Written problem a:
Answer these questions about the passage on Diego Simeone at Atlético Madrid:
(i) Whom did Simeone replace as manager, and in what month and year?
(ii) In what place did Atlético finish the season before Simeone arrived?
(iii) How many points behind champions Barcelona did Atlético finish that season?

It is difficult to overstate the extent of Diego Simeone’s achievements as manager of Atlético Madrid. When the Argentine replaced Gregorio Manzano in the dugout of the Vicente Calderon stadium in December 2011, Los Rojiblancos appeared to be consigned to the upper-mid-table portion of LaLiga for the foreseeable future.
Indeed, despite winning the Europa League and UEFA Super Cup a year before Simeone’s arrival, a pair of fourth-place finishes in 2008 and 2009 were the height of Atleti’s domestic achievements in the previous decade. Moreover, the season before Simeone’s arrival, Atlético finished behind Valencia, Sevilla, Villarreal and Athletic Club in seventh place, 38 points off champions Barcelona and just 15 above the relegation zone.

Data excerpts:
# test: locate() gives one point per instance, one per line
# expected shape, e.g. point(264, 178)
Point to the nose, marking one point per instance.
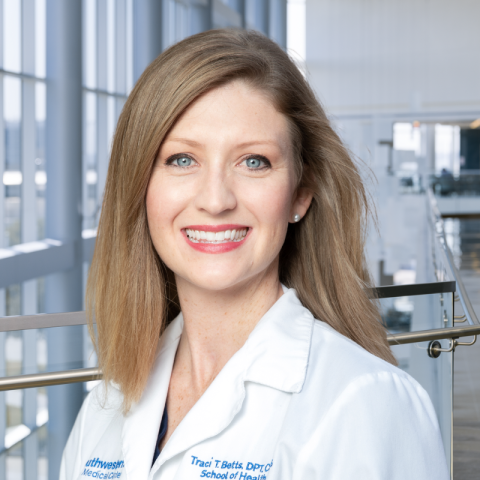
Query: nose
point(216, 194)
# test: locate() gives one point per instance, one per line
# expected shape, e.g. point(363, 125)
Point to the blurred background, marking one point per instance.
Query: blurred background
point(399, 80)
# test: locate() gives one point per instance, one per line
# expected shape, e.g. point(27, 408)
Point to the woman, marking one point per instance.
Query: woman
point(230, 199)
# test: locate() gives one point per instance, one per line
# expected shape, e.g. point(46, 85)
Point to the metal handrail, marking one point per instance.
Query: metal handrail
point(89, 374)
point(464, 300)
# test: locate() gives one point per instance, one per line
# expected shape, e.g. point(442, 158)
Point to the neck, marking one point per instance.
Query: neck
point(218, 323)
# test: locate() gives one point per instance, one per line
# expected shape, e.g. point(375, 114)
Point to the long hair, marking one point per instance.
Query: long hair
point(132, 294)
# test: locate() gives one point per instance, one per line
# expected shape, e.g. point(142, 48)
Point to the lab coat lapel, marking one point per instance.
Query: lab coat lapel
point(212, 413)
point(275, 354)
point(141, 426)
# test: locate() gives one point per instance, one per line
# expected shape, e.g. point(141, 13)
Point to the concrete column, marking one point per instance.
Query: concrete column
point(147, 36)
point(63, 210)
point(277, 22)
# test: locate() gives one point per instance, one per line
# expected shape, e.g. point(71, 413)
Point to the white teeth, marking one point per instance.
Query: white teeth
point(197, 236)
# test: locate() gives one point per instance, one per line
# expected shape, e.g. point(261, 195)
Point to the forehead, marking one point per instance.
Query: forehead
point(232, 111)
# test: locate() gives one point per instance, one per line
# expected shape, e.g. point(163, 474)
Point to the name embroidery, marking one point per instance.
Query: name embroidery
point(223, 469)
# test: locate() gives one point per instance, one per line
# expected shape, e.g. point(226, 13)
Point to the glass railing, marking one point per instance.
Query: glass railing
point(466, 183)
point(425, 323)
point(463, 184)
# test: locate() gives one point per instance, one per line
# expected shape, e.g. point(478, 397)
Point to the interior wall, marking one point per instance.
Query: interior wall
point(378, 56)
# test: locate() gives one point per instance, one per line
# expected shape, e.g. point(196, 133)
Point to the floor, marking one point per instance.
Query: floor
point(466, 412)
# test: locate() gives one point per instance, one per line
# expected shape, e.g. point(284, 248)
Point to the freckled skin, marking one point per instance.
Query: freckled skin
point(222, 296)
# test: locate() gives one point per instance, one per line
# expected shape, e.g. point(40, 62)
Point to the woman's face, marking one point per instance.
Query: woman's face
point(222, 191)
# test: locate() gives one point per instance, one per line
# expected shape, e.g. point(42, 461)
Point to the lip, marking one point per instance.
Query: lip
point(220, 247)
point(216, 228)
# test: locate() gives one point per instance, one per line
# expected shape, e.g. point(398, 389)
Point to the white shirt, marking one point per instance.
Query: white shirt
point(297, 401)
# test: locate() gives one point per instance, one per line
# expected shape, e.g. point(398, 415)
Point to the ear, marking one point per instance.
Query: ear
point(301, 203)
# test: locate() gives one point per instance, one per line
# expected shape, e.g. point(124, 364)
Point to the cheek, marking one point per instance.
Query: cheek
point(271, 205)
point(160, 204)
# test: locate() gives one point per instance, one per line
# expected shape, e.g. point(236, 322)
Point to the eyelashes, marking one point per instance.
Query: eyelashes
point(252, 162)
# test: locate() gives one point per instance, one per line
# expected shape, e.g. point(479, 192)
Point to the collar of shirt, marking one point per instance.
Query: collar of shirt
point(275, 354)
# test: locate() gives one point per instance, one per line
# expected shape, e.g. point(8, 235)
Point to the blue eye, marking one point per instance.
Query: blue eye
point(254, 163)
point(182, 162)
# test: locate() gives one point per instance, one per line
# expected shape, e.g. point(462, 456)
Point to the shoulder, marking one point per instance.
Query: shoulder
point(352, 374)
point(358, 403)
point(101, 410)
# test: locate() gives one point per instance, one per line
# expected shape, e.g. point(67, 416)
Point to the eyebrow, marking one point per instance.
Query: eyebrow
point(194, 143)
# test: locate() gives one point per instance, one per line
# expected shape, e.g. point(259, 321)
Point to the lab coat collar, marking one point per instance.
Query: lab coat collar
point(278, 348)
point(275, 354)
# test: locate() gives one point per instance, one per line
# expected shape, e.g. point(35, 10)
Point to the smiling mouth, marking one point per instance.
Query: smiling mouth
point(226, 236)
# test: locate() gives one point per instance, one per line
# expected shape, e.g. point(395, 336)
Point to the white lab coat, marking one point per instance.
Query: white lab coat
point(297, 401)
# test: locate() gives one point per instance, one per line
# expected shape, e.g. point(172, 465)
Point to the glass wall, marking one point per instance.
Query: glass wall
point(116, 46)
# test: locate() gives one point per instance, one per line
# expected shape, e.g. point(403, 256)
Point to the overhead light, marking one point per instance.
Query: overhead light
point(41, 177)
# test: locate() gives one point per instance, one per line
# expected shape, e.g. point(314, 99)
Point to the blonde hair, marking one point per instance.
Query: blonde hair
point(132, 294)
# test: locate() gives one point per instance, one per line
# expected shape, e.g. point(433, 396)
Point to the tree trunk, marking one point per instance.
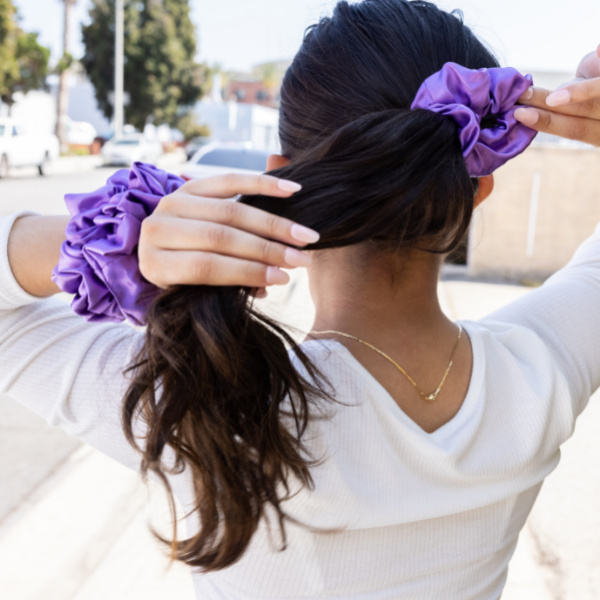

Written problem b:
Put the entries from the first line of the entries through the line with "point(464, 300)" into a two-column CSV with the columns request and answer. Give one row per request, with each field quoted, line breaks replaced by spaces, and the pictures left out.

Full output a:
(i) Gregorio Manzano, in December 2011.
(ii) Seventh place.
(iii) 38 points.

Full output b:
request,answer
"# test: locate() gives one point per instance, one per line # expected shape, e.g. point(264, 178) Point to the nose, marking one point per instance. Query: nose","point(216, 194)"
"# test: locate() gives one point per instance, one per line # expected shape, e.g. point(363, 125) Point to the blurred background, marking one point per instance. Query: blurred background","point(399, 80)"
"# test: locate() gives one point per instance, one per line # expected shape, e.g. point(27, 408) Point to the woman, marking one point per instance. Query: woman","point(230, 199)"
"# test: locate() gives one point per instance, one per line # expected shape, e.g. point(46, 85) Point to the metal handrail, marking one point per instance. Query: metal handrail","point(89, 374) point(464, 300)"